_Document text_:

+-------+

Welcome to the community forums! Good to have you.
Just for clarification,
you’re not using streaming, right?
with latency, you’re not referring to time-to-first-token, but rather just request → response time, is that correct?
This might be pretty concerning, because that might imply that a lot of people using streaming are getting billed for what they would consider timeout errors
Yes, request → response time. We are using a proxy monitoring platform and supposedly the time-to-fist-token is 0ms but I’d take that with a grain of salt. Worth saying these issues were happening before we started using the proxy.
Any advice on how we could go about debugging this? Since it seems random, we considered killing the connection after a certain time limit and retrying but that would still lead to long response times.
May I ask which platform you are using to monitor this? I have also been observing much higher gpt latencies recently and trying to get to the bottom of it. In fact, I use the python client library, and I notice some calls even seem to not return after two minutes!
Same problems here with assistants, starting today. For example, retrieving information from existing threads can take several seconds to tens of seconds, similarly when creating threads etc.
I am facing the same exact problem here, the latency times suddenly significantly longer. I have an optimised prompt that takes 1 second, and now it’s suddenly 30 seconds. I am using both gpt-4o and gpt-4o-mini and have the same excessive latency.
Same here… the requests took more than 31.28 s, normally less than 5 s. Slow on both stream, non stream. Prod env cannot process the requests from the customers. Outages.

+-------+

Natural-language object grounding data entries:
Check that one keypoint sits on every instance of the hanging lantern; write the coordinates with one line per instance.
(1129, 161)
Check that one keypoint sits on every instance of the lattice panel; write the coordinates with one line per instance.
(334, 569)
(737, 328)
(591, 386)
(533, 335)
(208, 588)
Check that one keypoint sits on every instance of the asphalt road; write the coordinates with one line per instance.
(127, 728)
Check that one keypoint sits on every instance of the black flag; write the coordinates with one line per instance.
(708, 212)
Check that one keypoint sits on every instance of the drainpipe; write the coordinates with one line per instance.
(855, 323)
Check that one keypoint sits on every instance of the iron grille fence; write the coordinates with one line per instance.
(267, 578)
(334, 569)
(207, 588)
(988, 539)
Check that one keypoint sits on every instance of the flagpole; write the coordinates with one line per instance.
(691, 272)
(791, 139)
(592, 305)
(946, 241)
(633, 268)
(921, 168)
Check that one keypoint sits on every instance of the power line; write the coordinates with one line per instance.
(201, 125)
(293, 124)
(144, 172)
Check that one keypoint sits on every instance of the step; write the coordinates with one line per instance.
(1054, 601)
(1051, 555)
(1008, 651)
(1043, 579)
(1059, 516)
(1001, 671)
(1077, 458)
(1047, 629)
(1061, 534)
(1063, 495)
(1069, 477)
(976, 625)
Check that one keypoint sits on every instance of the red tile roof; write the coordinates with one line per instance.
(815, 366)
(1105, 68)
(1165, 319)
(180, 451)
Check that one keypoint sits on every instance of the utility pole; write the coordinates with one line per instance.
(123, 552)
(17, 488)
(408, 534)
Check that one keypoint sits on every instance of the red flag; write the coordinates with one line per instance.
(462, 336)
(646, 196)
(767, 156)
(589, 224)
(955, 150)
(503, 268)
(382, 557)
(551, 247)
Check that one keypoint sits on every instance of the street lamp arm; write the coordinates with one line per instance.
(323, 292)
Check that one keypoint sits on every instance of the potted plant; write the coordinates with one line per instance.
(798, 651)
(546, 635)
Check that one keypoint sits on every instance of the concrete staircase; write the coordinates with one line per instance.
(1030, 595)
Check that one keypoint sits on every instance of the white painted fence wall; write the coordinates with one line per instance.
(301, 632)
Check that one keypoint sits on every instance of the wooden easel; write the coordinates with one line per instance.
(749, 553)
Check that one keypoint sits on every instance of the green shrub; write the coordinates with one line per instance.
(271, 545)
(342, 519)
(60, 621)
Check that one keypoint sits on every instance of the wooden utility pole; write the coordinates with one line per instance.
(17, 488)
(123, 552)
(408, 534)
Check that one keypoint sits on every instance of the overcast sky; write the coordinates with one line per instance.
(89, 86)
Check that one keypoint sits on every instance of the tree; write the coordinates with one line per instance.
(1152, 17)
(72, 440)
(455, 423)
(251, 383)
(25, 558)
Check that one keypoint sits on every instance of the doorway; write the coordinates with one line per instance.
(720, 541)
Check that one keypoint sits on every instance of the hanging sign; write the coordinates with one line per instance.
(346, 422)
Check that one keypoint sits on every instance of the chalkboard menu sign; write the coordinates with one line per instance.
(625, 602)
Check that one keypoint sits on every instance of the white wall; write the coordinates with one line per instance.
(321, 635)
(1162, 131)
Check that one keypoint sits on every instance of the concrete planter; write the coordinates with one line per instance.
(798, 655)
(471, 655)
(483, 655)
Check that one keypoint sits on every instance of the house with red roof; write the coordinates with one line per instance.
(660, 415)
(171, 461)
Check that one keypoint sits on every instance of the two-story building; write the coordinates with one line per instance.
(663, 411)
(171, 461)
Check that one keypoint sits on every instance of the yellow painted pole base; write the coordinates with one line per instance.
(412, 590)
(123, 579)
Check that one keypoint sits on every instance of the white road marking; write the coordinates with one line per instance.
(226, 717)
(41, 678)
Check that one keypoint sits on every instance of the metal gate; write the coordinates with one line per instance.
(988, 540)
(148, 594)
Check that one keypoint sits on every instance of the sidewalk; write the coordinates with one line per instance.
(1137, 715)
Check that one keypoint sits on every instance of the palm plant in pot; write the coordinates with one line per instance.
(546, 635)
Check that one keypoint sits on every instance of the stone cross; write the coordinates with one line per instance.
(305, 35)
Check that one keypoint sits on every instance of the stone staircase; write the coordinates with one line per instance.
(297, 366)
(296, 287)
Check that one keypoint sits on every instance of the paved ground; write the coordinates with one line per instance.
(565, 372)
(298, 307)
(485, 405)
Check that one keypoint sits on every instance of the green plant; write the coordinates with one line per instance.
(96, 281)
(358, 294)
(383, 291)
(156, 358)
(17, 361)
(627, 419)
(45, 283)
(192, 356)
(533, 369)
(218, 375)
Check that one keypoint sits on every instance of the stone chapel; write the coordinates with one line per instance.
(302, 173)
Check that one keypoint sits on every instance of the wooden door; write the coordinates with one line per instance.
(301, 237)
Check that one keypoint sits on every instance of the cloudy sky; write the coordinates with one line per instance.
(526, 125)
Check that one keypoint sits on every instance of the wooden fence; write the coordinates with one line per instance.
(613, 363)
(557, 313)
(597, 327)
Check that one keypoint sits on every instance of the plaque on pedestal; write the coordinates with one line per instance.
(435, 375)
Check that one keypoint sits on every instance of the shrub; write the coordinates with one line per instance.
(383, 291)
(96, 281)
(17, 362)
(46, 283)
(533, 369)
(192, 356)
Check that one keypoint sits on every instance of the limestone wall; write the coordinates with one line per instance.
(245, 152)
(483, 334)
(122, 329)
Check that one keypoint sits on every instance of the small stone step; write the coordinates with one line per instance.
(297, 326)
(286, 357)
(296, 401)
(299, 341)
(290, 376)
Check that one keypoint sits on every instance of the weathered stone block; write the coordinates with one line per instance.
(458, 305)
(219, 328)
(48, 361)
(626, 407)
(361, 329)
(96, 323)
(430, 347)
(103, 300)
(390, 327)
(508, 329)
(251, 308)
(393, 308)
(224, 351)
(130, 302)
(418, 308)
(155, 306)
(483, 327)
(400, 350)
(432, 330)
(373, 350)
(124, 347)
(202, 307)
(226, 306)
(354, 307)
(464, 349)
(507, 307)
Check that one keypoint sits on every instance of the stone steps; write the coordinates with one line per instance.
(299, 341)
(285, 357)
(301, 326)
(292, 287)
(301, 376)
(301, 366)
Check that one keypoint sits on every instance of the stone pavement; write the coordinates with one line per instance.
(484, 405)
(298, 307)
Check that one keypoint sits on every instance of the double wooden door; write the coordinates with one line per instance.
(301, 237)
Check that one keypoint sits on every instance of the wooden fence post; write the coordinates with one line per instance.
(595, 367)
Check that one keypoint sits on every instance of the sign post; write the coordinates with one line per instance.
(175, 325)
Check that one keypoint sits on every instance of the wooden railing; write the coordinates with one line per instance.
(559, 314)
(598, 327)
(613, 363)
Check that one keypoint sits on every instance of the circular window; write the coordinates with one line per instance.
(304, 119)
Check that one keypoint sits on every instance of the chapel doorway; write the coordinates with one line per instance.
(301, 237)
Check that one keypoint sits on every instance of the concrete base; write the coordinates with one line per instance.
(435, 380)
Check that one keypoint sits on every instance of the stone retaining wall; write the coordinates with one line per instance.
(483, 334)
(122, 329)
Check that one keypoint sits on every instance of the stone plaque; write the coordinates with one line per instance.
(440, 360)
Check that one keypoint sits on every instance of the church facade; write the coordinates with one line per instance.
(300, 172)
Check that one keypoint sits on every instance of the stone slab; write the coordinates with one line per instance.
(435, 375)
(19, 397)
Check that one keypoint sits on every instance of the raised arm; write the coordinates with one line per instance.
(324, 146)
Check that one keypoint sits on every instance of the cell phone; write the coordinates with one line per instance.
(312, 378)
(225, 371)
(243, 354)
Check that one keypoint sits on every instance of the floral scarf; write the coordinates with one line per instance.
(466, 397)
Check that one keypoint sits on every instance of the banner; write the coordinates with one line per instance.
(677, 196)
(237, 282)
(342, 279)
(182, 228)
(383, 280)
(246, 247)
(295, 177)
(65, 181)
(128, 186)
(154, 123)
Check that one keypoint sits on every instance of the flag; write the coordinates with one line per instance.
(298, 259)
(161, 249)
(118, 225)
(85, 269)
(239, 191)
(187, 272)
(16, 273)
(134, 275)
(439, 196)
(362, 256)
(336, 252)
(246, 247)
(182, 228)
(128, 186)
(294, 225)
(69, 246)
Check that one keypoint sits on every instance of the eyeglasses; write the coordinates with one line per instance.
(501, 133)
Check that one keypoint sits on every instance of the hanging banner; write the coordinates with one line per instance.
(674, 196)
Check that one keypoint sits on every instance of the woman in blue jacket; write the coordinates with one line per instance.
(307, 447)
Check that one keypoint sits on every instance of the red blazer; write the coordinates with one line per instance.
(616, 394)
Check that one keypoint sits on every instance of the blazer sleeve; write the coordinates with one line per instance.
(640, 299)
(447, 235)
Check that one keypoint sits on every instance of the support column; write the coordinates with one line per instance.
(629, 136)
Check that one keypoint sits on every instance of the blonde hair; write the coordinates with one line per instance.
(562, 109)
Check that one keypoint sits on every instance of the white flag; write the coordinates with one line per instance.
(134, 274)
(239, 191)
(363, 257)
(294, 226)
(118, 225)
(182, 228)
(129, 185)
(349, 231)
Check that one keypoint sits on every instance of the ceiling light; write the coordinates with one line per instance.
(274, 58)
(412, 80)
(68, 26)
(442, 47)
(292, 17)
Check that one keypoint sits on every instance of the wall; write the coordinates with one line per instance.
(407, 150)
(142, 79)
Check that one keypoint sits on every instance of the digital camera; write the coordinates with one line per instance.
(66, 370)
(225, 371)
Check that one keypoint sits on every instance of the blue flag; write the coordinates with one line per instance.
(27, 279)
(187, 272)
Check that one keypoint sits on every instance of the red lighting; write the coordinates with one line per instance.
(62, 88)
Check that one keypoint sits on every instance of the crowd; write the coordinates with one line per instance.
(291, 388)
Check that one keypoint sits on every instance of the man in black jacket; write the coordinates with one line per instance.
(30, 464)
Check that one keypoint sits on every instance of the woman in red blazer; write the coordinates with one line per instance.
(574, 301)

+-------+

_Check your understanding_:
1. Answer these questions from the forum thread on slow API responses:
(a) According to the proxy monitoring platform, what is the time-to-first-token?
(b) Which two models does the poster with the optimized one-second prompt use?
(c) How long did requests take in the final post, and how long do they normally take?
2. Set down the part of the forum thread on slow API responses that begins at the words "This might be" and ends after the words "using the proxy.".
3. Take the forum thread on slow API responses further, continuing from its final post.
These entries are separate material and have no connection to the forum thread.

_Answers below_:
1.
(a) 0ms.
(b) gpt-4o and gpt-4o-mini.
(c) More than 31.28 s; normally less than 5 s.

2.
This might be pretty concerning, because that might imply that a lot of people using streaming are getting billed for what they would consider timeout errors
Yes, request → response time. We are using a proxy monitoring platform and supposedly the time-to-fist-token is 0ms but I’d take that with a grain of salt. Worth saying these issues were happening before we started using the proxy.

3.
It’s solved for me now. Thanks! I am watching OpenAI Status page.
Here’s a minimal reproducible example of the abnormally high latency times. I am also facing similar times when using gpt-4o-mini, and when I converted the code below to langchain
I have 2 api key
one is very long : ‘sk- proj-***********************************************************************************************************************************’
another is shorts : ‘sk- ***********************************’
they show different speed
long key is faster.
short key is slow.
how…
import { ChatOpenAI } from "langchain/chat_models/openai";
import { StringOutputParser } from "langchain/schema/output_parser";
let key = "sk-...."
const parser = new StringOutputParser();
const model = new ChatOpenAI({
modelName: "gpt-4o",
temperature: 0.6,
openAIApiKey: key,
});
const res = await model.pipe(parser).invoke([systemPrompt, humanPrompt]);
return res;
We are using AWS lambdas to make the requests (Ireland based). The proxy uses cloudflare workers so should be quick but it happens even without the proxy.